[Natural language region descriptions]
____________

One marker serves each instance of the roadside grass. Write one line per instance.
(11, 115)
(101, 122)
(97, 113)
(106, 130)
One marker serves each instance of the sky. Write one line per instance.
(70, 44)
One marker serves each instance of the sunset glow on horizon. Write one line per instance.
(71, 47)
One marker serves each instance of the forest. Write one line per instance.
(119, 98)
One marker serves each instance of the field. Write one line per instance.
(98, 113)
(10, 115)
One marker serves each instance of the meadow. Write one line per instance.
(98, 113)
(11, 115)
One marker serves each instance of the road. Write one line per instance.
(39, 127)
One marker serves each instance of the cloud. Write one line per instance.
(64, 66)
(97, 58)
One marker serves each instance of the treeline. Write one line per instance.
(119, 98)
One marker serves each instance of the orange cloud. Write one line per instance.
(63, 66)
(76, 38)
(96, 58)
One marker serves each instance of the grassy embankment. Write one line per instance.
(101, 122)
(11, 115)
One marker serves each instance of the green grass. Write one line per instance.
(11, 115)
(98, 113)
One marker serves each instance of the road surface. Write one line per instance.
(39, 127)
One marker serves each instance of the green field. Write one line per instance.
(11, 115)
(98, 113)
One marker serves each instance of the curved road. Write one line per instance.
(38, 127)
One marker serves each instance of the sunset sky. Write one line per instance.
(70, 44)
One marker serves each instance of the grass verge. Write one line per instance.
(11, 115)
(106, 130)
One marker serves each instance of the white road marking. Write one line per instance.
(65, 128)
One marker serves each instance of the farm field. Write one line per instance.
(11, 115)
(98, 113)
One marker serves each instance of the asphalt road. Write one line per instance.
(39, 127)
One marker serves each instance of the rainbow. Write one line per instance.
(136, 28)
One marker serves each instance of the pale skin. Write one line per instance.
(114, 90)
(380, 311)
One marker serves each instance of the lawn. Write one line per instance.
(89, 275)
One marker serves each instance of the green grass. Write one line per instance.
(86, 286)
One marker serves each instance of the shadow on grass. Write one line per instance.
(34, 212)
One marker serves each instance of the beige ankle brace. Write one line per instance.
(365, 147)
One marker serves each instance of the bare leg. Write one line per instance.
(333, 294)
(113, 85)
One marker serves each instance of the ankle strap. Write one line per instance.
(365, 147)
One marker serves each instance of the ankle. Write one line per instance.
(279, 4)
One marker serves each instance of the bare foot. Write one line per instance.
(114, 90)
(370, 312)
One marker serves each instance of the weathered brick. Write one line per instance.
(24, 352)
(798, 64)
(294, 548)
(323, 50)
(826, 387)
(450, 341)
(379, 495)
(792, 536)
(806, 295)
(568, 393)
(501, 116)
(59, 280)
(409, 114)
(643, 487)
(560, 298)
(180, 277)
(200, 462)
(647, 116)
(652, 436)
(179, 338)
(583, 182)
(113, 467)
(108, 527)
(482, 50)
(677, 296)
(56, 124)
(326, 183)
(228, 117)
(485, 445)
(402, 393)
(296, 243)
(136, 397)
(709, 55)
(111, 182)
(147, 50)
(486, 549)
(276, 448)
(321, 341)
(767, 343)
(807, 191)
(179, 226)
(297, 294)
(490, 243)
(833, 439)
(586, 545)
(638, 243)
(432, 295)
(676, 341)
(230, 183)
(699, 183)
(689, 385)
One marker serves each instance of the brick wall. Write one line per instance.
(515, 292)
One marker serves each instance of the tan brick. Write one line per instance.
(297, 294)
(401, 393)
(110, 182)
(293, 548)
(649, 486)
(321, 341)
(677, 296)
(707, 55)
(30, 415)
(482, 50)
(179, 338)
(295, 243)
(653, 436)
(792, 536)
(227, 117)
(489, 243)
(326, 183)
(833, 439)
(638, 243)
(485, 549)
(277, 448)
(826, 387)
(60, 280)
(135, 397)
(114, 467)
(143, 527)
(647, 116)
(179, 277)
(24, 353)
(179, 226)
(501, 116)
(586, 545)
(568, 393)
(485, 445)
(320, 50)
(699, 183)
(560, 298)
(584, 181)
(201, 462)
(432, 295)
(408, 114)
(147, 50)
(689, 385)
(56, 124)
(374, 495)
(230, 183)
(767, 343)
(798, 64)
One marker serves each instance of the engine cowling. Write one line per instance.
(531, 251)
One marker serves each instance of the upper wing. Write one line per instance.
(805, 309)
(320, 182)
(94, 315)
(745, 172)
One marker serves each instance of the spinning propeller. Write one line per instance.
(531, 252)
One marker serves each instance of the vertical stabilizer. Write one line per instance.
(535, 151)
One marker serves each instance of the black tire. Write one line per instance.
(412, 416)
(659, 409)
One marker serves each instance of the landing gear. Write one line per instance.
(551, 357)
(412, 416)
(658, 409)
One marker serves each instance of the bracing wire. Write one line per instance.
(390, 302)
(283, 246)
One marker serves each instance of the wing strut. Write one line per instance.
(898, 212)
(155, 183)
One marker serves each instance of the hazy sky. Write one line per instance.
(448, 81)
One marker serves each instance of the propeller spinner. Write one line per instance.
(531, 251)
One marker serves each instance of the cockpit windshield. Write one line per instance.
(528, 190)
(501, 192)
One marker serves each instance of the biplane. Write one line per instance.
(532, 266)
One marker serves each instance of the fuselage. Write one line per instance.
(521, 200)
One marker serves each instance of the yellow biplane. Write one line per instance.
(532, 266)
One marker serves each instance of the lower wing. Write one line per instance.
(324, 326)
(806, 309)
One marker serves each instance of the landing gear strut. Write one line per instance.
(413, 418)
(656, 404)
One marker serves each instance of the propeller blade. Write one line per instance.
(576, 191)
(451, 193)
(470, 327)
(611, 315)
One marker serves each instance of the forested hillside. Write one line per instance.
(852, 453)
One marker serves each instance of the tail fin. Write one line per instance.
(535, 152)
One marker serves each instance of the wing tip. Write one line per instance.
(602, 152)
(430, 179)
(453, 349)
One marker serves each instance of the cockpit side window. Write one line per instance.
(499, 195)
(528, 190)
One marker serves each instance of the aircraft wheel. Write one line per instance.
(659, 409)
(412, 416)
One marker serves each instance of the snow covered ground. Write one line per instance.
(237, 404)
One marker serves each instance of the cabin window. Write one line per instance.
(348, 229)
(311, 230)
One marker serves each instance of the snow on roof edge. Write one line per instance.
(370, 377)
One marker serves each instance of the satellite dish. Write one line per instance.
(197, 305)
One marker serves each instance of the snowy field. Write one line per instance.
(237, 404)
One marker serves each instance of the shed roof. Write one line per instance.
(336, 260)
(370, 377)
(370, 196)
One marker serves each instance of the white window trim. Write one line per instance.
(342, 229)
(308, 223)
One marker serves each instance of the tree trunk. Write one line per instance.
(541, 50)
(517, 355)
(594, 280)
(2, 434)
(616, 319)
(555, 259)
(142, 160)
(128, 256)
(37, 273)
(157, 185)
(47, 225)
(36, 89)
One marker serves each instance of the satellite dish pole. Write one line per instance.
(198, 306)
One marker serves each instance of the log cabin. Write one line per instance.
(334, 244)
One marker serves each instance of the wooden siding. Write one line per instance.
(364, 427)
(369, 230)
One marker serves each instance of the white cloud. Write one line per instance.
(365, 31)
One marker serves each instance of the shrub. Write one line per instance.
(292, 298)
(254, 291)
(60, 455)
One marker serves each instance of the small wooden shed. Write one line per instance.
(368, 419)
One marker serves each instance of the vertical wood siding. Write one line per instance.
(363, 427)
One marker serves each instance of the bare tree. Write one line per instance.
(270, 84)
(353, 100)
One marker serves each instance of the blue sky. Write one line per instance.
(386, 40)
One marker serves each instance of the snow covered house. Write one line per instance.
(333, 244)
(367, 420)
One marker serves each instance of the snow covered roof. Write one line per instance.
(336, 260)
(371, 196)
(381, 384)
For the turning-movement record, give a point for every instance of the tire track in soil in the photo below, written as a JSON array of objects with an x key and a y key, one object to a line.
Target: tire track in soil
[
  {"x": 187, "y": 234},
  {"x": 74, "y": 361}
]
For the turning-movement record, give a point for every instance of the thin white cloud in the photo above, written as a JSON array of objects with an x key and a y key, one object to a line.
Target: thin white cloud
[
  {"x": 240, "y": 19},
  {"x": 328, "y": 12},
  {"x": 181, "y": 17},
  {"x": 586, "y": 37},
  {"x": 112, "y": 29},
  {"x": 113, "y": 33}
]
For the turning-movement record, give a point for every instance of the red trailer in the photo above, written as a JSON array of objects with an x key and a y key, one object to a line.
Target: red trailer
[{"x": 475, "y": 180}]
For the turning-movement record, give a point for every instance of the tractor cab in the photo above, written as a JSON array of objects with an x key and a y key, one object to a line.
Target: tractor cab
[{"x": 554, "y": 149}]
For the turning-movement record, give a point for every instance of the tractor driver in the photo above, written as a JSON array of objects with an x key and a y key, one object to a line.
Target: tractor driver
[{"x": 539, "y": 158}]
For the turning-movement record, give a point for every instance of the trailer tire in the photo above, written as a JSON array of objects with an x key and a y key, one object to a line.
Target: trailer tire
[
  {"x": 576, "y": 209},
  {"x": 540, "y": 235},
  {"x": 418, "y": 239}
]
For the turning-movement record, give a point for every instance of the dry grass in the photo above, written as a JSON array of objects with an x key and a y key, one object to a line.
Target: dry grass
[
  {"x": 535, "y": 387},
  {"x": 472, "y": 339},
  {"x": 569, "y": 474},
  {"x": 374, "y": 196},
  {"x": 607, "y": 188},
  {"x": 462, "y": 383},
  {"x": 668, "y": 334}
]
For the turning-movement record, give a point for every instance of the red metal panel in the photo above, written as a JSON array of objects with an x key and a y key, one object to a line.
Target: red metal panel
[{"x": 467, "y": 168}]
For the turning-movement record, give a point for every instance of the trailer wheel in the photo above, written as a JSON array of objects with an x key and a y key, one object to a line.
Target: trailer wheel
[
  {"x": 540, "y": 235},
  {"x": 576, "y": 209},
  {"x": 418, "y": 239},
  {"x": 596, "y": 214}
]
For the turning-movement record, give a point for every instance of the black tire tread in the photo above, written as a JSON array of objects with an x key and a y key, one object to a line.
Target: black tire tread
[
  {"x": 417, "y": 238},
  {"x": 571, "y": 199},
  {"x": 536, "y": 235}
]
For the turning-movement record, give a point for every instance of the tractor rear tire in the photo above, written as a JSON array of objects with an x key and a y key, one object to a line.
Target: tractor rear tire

____________

:: Aim of the task ::
An exact copy of the line containing "Target: trailer wheel" and all lines after it, through the last line of the entries, is the required answer.

:: Solution to the exercise ::
Target: trailer wheel
[
  {"x": 540, "y": 235},
  {"x": 576, "y": 209},
  {"x": 418, "y": 239},
  {"x": 596, "y": 214}
]
For the turning-movement record, give a point for every instance of the black tire tread in the photo above, written as a JSON array of objects with an x key and a y key, one object to a line.
Target: black tire tread
[
  {"x": 417, "y": 238},
  {"x": 571, "y": 199},
  {"x": 536, "y": 235}
]
For the turning-movement record, give a point for every instance of the tractor rear tire in the photo above, written as a JSON array of objects with an x key and a y key, one object to a line.
Target: tractor rear tire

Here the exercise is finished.